→ CHALLENGE: Reproduce the records below exactly as given.

→ RECORDS FOR THIS TASK:
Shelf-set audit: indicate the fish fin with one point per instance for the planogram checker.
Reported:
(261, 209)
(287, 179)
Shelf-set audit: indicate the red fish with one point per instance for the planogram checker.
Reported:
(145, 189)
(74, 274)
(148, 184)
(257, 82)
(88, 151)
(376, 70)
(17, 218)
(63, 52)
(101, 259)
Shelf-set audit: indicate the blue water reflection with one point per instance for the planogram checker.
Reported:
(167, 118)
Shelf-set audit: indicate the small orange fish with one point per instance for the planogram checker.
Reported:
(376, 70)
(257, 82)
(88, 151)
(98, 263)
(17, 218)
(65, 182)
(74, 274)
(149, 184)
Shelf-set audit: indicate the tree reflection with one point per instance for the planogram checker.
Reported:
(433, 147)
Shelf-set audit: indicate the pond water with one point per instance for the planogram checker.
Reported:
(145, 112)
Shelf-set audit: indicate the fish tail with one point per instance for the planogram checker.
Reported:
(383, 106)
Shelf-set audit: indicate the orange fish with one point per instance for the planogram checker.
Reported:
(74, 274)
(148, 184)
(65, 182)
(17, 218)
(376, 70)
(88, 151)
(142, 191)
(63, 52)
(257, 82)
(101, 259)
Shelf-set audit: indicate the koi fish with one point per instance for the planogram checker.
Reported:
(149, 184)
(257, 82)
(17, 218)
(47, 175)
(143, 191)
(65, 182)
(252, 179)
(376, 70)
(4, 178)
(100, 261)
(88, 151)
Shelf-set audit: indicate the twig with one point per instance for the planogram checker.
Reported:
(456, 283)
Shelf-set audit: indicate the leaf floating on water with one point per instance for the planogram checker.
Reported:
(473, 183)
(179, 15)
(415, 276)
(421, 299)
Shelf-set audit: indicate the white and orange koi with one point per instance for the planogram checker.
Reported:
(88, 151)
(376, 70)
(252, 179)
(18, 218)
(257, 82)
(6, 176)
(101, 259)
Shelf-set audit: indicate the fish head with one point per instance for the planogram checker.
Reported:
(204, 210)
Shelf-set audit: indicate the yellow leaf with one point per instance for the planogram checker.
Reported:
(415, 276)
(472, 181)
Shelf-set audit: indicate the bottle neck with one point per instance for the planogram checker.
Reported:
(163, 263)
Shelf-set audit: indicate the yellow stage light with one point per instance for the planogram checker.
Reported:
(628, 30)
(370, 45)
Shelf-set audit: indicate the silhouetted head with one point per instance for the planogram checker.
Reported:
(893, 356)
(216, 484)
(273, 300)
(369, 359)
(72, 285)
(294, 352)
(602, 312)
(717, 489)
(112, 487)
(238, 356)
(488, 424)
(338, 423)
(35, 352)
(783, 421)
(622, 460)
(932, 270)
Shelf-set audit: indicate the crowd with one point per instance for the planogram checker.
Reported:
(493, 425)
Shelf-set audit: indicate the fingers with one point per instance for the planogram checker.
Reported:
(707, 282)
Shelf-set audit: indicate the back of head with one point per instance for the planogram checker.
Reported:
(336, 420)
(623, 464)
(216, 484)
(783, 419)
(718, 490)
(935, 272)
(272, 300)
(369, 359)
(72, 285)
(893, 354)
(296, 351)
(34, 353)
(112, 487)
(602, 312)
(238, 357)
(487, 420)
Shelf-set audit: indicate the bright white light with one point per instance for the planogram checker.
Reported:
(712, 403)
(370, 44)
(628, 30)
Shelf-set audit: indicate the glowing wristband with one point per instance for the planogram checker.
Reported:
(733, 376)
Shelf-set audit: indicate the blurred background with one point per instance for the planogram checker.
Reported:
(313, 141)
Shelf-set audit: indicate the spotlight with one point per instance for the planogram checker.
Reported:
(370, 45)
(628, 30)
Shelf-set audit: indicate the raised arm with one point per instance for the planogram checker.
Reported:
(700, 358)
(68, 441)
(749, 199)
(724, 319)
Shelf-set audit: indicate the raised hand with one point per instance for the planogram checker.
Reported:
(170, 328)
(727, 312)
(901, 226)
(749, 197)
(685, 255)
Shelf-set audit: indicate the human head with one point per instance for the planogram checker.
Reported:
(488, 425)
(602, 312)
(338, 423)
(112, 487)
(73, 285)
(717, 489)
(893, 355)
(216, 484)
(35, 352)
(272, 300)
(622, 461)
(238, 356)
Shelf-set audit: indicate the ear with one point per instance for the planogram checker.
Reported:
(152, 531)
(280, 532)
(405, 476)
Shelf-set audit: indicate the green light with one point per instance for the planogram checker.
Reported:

→ SOLUTION FOR THIS TASK:
Shelf-set audit: indicate the fish fin with one point per instance for the planogram checker.
Reported:
(261, 209)
(287, 179)
Shelf-set audit: indicate the red fish with one point per instance for the planogram checker.
Reported:
(145, 189)
(74, 274)
(148, 184)
(257, 82)
(88, 151)
(376, 70)
(17, 218)
(63, 52)
(101, 259)
Shelf-set audit: indicate the blue water reflection with one point per instance for the planogram checker.
Reported:
(167, 118)
Shelf-set audit: indicate the small orange fish with one point per instance for the planogram checker.
Reported:
(376, 70)
(257, 82)
(88, 151)
(98, 263)
(17, 218)
(65, 182)
(74, 274)
(149, 184)
Shelf-set audit: indicate the tree reflection with one point per instance for the planogram checker.
Reported:
(433, 147)
Shelf-set audit: indicate the pond water with one point per instance for the planogram checker.
Reported:
(145, 112)
Shelf-set audit: indicate the fish tail with one point per instance for the planogram checker.
Reported:
(383, 106)
Shelf-set audit: indicate the orange fish with one point per instance for the planogram checker.
Reported:
(74, 274)
(148, 184)
(65, 182)
(17, 218)
(376, 70)
(88, 151)
(142, 191)
(63, 52)
(257, 82)
(101, 259)
Shelf-set audit: indicate the koi fish with one point per instance for the planogram checker.
Reported:
(149, 184)
(257, 82)
(17, 218)
(47, 175)
(143, 191)
(65, 182)
(252, 179)
(376, 70)
(4, 178)
(100, 261)
(88, 151)
Shelf-set audit: indicate the twig with one point per instance for the planogram checker.
Reported:
(456, 283)
Shelf-set audit: indicate the leaf floating on water with one point per instance for the planogram checker.
Reported:
(473, 183)
(179, 15)
(415, 276)
(421, 299)
Shelf-set audit: indicate the white and orange koi with one point per instance for the planogram checker.
Reported:
(88, 151)
(376, 70)
(252, 179)
(18, 218)
(257, 82)
(6, 176)
(101, 259)
Shelf-set audit: indicate the fish head with one point per instance for the planogram checker.
Reported:
(204, 210)
Shelf-set audit: indicate the yellow leaf with one point per instance for the planogram checker.
Reported:
(415, 276)
(472, 181)
Shelf-set audit: indicate the bottle neck with one point per instance for the planogram checker.
Reported:
(163, 263)
Shelf-set audit: indicate the yellow stage light with one point per instance for the planogram checker.
Reported:
(628, 30)
(370, 45)
Shelf-set audit: indicate the silhouetted head with one point per instance for the planogram checker.
Reported:
(893, 356)
(216, 484)
(273, 300)
(369, 359)
(72, 285)
(294, 352)
(602, 312)
(717, 489)
(112, 487)
(238, 356)
(488, 424)
(338, 423)
(35, 352)
(783, 421)
(622, 460)
(932, 270)
Shelf-set audit: indicate the crowd with one point per instance for the planogram checker.
Reported:
(493, 425)
Shelf-set audit: indicate the fingers with one point per instance for the planogram checker.
Reported:
(707, 282)
Shelf-set audit: indicate the back of head with one point per instance for the planogram checker.
Reported:
(336, 420)
(623, 464)
(216, 484)
(783, 419)
(718, 490)
(935, 272)
(272, 300)
(369, 359)
(72, 285)
(893, 354)
(296, 351)
(34, 353)
(112, 487)
(602, 312)
(238, 357)
(487, 420)
Shelf-set audit: indicate the bright white light with one point per instance for the planogram checker.
Reported:
(712, 403)
(370, 44)
(628, 30)
Shelf-set audit: indicate the glowing wristband with one point per instance for the planogram checker.
Reported:
(733, 376)
Shelf-set audit: indicate the blurred background with one point per instance for the planogram checker.
Reported:
(313, 141)
Shelf-set audit: indicate the spotlight with one point per instance for the planogram checker.
Reported:
(370, 45)
(628, 30)
Shelf-set audit: indicate the raised arm with one point per instance for the planogram checker.
Reported:
(700, 358)
(68, 441)
(749, 199)
(724, 319)
Shelf-set audit: indicate the raised hand with one point per instance for the planogram checker.
Reported:
(170, 328)
(727, 312)
(901, 226)
(749, 197)
(685, 255)
Shelf-set audit: indicate the human head with one point per instance for the planogram checker.
Reported:
(488, 425)
(602, 312)
(338, 423)
(112, 487)
(73, 285)
(717, 489)
(893, 355)
(216, 484)
(35, 352)
(272, 300)
(622, 461)
(238, 356)
Shelf-set audit: indicate the ear with one point per instance for the planogram checker.
Reported:
(152, 531)
(280, 532)
(405, 476)
Shelf-set audit: indicate the green light with one point per instance for the planogram checker.
Reported:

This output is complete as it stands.